--- Dataset records ---
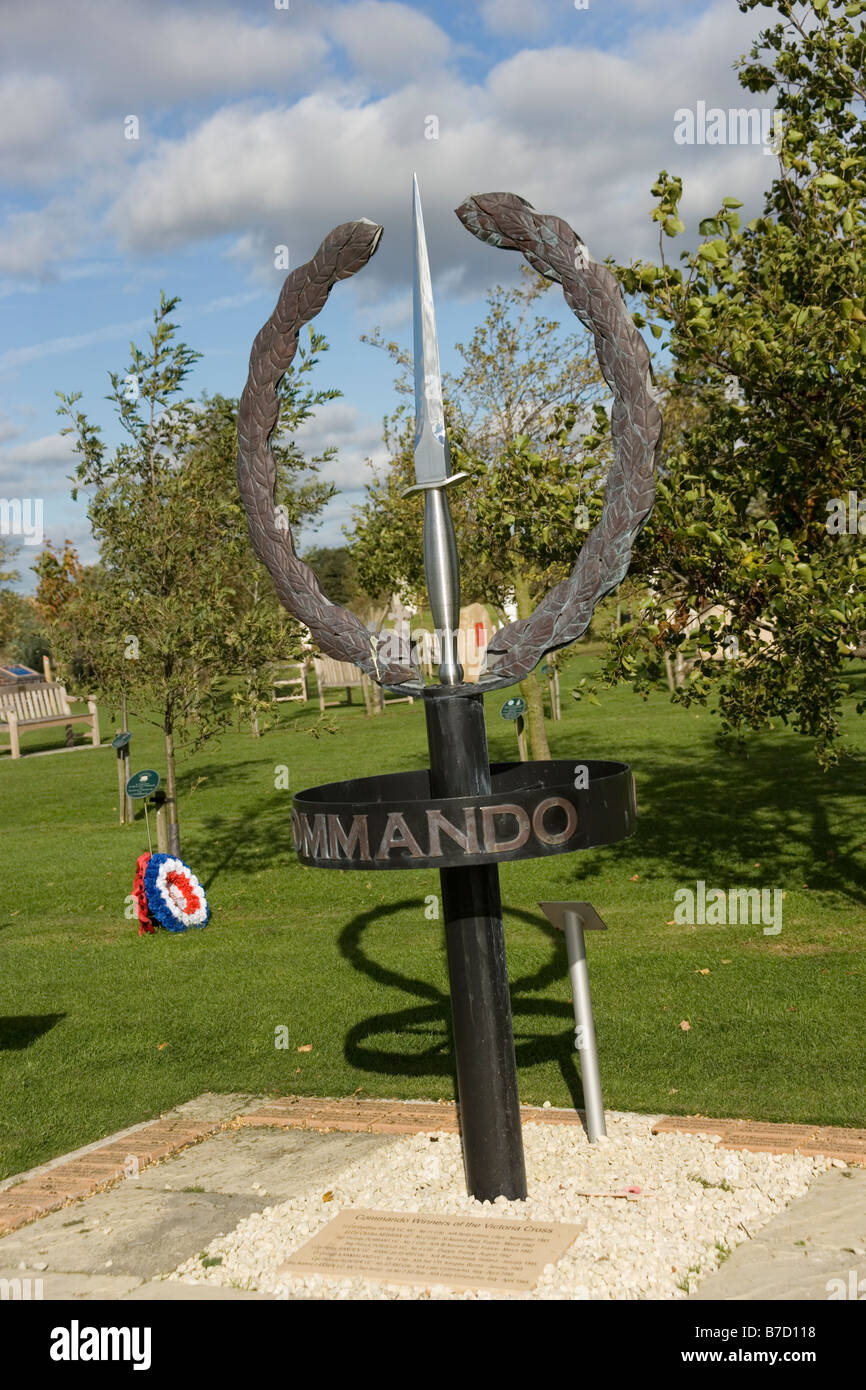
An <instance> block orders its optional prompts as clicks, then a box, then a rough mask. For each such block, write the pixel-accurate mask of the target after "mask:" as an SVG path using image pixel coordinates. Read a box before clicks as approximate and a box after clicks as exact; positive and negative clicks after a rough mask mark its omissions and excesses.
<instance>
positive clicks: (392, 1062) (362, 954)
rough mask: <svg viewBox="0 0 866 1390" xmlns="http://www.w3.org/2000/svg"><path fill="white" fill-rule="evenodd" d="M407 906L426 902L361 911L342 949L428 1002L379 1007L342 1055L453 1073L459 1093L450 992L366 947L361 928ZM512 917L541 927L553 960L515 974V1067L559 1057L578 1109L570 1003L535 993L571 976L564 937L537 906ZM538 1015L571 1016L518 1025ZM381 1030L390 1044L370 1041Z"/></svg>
mask: <svg viewBox="0 0 866 1390" xmlns="http://www.w3.org/2000/svg"><path fill="white" fill-rule="evenodd" d="M407 910H414V912H423V910H424V901H423V899H420V898H407V899H403V901H402V902H393V903H386V905H384V906H379V908H374V909H371V910H370V912H361V913H359V916H356V917H354V919H353V920H352V922H350V923H349V924H348V926H346V927H345V929H343V931H342V934H341V937H339V949H341V954H342V955H343V958H345V959H346V960H349V963H350V965H352V966H353V969H356V970H359V972H360V973H361V974H366V976H368V979H371V980H375V983H377V984H379V986H385V987H386V988H393V990H399V991H400V992H402V994H414V995H416V997H417V998H418V999H421V1001H424V1002H423V1004H418V1005H416V1006H414V1008H400V1009H395V1011H392V1012H389V1013H375V1015H371V1016H370V1017H368V1019H363V1020H360V1022H359V1023H356V1024H354V1026H353V1027H350V1029H349V1031H348V1033H346V1038H345V1045H343V1055H345V1058H346V1061H348V1062H349V1065H350V1066H353V1068H357V1069H359V1070H364V1072H371V1073H377V1074H379V1076H416V1077H417V1076H428V1077H441V1076H450V1077H452V1081H453V1086H455V1094H457V1081H456V1074H455V1062H453V1034H452V1023H450V999H449V995H448V994H445V992H443V991H442V990H441V988H439V987H438V986H435V984H431V981H430V980H421V979H417V977H414V976H407V974H403V973H402V972H400V970H395V969H392V967H391V966H386V965H382V963H381V962H379V960H374V959H373V958H371V956H368V955H367V952H366V949H364V933H366V931H367V929H368V927H371V926H375V924H379V923H382V922H385V920H386V919H388V917H393V916H395V915H399V913H403V912H407ZM509 917H518V919H520V920H521V922H525V923H528V924H530V926H535V927H538V929H539V931H542V933H544V935H545V937H548V941H549V945H550V952H552V954H550V959H549V960H548V962H546V965H544V966H541V969H539V970H537V972H534V973H532V974H525V976H520V977H518V979H516V980H512V981H510V994H512V1015H513V1019H514V1051H516V1056H517V1068H518V1069H520V1068H530V1066H538V1065H539V1063H544V1062H550V1061H555V1062H556V1063H557V1065H559V1069H560V1072H562V1074H563V1080H564V1083H566V1086H567V1088H569V1093H570V1095H571V1099H573V1104H574V1108H575V1109H580V1108H582V1104H584V1097H582V1086H581V1080H580V1070H578V1068H577V1061H575V1056H574V1016H573V1012H571V1005H570V1004H559V1002H556V1001H555V999H546V998H538V997H532V995H535V994H537V991H539V990H542V988H544V987H545V986H548V984H549V983H550V981H552V980H555V979H566V977H567V970H569V966H567V958H566V948H564V941H563V937H562V935H560V934H559V933H557V931H555V930H553V927H552V926H550V924H549V923H548V922H546V920H545V919H544V917H541V916H537V915H535V913H531V912H520V910H514V909H509ZM539 1017H555V1019H557V1020H560V1019H562V1020H567V1027H566V1029H563V1030H562V1031H556V1033H553V1034H537V1033H534V1031H532V1029H531V1027H525V1026H521V1022H523V1020H528V1022H530V1024H531V1022H532V1020H534V1019H539ZM377 1037H388V1040H389V1042H391V1045H386V1047H382V1045H379V1047H375V1045H373V1044H371V1040H374V1038H377ZM395 1037H396V1038H399V1040H402V1038H406V1040H407V1044H409V1045H407V1047H400V1045H399V1042H398V1044H396V1045H395V1044H393V1042H392V1041H391V1040H393V1038H395Z"/></svg>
---
Give the listing as a Markdown table with columns Row and Line. Start at the beginning of the listing and stop after the line containing "rough mask: <svg". Number each row, skip blank lines, and leave out the pictures.

| Row | Line |
|---|---|
| 1 | An <instance> block orders its optional prompts as clicks, then a box, then a rough mask. For each such block, write the pixel-accurate mask of the target after "mask:" as an SVG path using image pixel coordinates. Read a box before clicks as approximate and a box after clicks as exact; positive and negative clicks after a rough mask mark its omissions and excesses. |
| 2 | <instance> |
| 3 | positive clicks: (392, 1062) (362, 954) |
| 4 | rough mask: <svg viewBox="0 0 866 1390" xmlns="http://www.w3.org/2000/svg"><path fill="white" fill-rule="evenodd" d="M407 906L426 902L361 911L342 949L428 1002L379 1007L342 1055L453 1073L459 1093L450 992L366 947L361 928ZM512 917L541 927L553 960L515 974V1067L559 1057L578 1109L570 1003L535 993L571 976L564 937L537 906ZM538 1015L571 1016L518 1025ZM381 1030L390 1044L370 1041Z"/></svg> |